In your copy, include every line of the listing below exactly but none of the pictures.

--------------------------------------------------

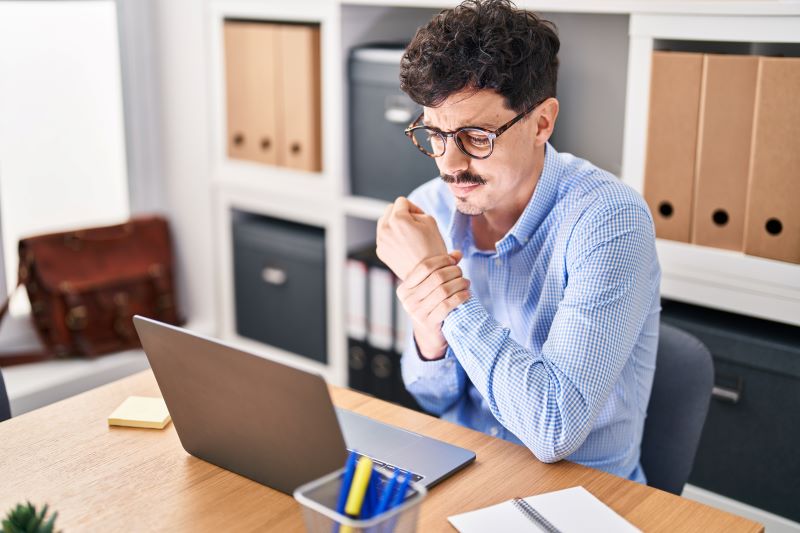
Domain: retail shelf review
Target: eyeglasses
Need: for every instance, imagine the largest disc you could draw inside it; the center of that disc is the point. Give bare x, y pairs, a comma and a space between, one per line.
477, 143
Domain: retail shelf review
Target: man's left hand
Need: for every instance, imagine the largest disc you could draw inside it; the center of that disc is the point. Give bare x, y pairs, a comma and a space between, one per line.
406, 236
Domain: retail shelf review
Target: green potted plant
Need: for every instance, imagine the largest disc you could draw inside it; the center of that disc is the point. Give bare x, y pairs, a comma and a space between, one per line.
27, 519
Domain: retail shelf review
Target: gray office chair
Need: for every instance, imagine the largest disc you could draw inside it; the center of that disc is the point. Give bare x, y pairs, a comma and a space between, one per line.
5, 408
677, 410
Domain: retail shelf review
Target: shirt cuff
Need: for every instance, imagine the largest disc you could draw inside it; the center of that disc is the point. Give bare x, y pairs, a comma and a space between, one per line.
416, 367
464, 319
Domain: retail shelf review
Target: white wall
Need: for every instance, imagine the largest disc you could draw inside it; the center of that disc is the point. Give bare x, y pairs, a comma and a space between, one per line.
62, 143
180, 34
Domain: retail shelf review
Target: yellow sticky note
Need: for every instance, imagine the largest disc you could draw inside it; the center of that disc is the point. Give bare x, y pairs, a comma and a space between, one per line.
141, 412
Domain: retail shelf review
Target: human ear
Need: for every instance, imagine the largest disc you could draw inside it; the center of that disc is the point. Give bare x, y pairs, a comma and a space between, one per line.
545, 120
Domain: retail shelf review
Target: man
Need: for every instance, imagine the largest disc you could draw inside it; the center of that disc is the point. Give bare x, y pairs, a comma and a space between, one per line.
546, 333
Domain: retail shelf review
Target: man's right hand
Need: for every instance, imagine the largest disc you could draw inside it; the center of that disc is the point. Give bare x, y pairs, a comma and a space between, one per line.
431, 290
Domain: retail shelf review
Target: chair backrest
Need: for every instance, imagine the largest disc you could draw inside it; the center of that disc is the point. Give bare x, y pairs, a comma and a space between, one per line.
5, 408
677, 410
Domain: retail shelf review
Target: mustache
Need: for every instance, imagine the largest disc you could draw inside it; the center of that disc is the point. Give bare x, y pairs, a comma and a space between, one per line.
464, 178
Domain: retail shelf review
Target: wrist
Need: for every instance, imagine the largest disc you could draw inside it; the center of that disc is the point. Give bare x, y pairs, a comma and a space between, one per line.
431, 346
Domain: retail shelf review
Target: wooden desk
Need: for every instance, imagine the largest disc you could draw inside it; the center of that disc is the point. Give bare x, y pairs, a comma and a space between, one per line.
121, 479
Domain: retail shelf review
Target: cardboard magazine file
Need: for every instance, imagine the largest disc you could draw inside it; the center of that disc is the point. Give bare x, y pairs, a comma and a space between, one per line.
251, 89
772, 226
723, 150
672, 141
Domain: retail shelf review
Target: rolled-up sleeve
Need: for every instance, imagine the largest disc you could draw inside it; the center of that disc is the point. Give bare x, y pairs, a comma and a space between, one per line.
550, 397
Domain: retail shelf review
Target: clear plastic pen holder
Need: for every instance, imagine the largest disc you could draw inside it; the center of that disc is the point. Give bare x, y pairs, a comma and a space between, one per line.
319, 497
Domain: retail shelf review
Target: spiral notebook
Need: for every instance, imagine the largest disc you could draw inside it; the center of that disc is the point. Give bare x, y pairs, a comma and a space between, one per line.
569, 510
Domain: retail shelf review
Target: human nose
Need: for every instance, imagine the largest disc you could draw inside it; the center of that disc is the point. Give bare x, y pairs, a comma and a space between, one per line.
453, 160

--------------------------------------------------

▶ **Output for this task**:
Domain: retail shelf review
Target: eyeglasses
Need: for every instance, imagine the largest disc you could draw inside it; the center of that disc is the point. Give bare x, y pairs, a comma and a space between, one per line.
477, 143
Domain: retail shelf review
Target: man's left hand
Need: for every instance, imagine the largest disc you could draw inside it; the center of that disc is the point. Give bare x, y pairs, a comma and a space between, one per line.
406, 236
Domain: retail shelf review
Target: green potted plant
Need: for every instance, imagine the largest disc you could draw inside it; the center of that disc is the point. Give bare x, y pairs, a comma and a space between, one per line.
27, 519
Domain: retail shelf review
Target: gray office chair
Need: for every instance, imagine the largest disc you could draw inside it; the center of that disc is the point. Give bare x, y pairs, a comma and a space between, one per line.
5, 408
677, 410
Domain: retail shelf review
Target: shirt cuff
Need: for every instance, imagine the largest disc you could draw inside it; the center of that disc is the point. Give bare x, y pairs, a comma and a space between, one per line.
416, 367
464, 319
Domain: retail shelf review
Target: white wall
Need: for every instance, imagine the largest disc you could draw inside it; the center of that disc is the point. Give bare x, y pairs, a comma and a space between, one per line.
62, 143
180, 34
Domain: retail shelf review
Target: yellow sticky note
Need: for every instance, imagine the largest disc you could draw inside it; the center of that disc is the point. Give bare x, y pairs, a comma and a space between, one per line.
141, 412
Domain: retail shelf review
Target: human ear
Need: for every instance, imagine the largest disc you could draw inside it; the center of that disc is the point. Give bare x, y pairs, a comma and a space between, one per line.
545, 120
Domain: retail shelf review
Target: man
Need: for every instance, imagine the largest disc you could draw inside it; the center of that disc is the point. Give bare x, y pairs, a comma and a space between, one per line.
546, 333
Domain: retail shelf review
Target: man's right hand
Need: for every instance, imagine the largest disc you could draw inside it; the center of that disc is the point. Give bare x, y pairs, a comma and a space between, one per line.
431, 290
Domain: retail shelf review
Target: chair backrest
Need: for every instance, imagine the largest disc you could draw inside it; the center of that disc is the point. Give bare x, y pairs, a comma and a space between, one per line.
5, 408
677, 410
Domain: retail shelf review
Target: mustache
Need: for every instance, imagine the largest disc you could draw inside it; the center of that disc is the point. Give bare x, y pairs, a comma and a space between, one per line.
464, 178
Domain: retail shelf review
Target: wrist
Need: for every instance, imagine the largest disc you could draw inside it; the center of that disc is the point. Give bare x, y pairs, a comma and a space between, one per line.
431, 346
Domain: retail shelf review
Target: wooden desk
Need: for every instance, imagine the largest disc you could draw inside it; the center of that disc is the point. Give bare x, y pairs, a comma and a space between, one per line.
121, 479
Domain: retail shelf review
Target: cardboard magazine file
Need: for every instance, imagine the largest disc you could draw inside it; the center of that disc is the point. Give bare x, y pairs, a comma and a space between, one per line.
251, 89
772, 226
723, 150
672, 141
Domain: retail shelf review
Target: rolled-up sleeve
Need: for every instance, imagine the largest disc you could draw inside it; the center of that disc is the point. Give bare x, y pairs, a comma and a space between, one per line.
550, 397
Domain: retail shelf review
Target: clear plastic pen holder
Need: for every instance, imagine the largest disc you could draw inside it; the center of that disc is the point. Give bare x, y pairs, a comma and a space between, one per line.
319, 497
Domain: retail shelf review
Target: spiral notebook
Need: for every instance, imagine the largest disc you could draw inside it; the center of that disc is the point. Give bare x, y pairs, a comma and a space between, one per line.
569, 510
Domain: retail shelf review
Target: human nose
Need: for every instance, imagine the largest disc you could draw inside it; the center of that disc is the point. Give bare x, y pairs, a comma and a space between, one per line.
453, 160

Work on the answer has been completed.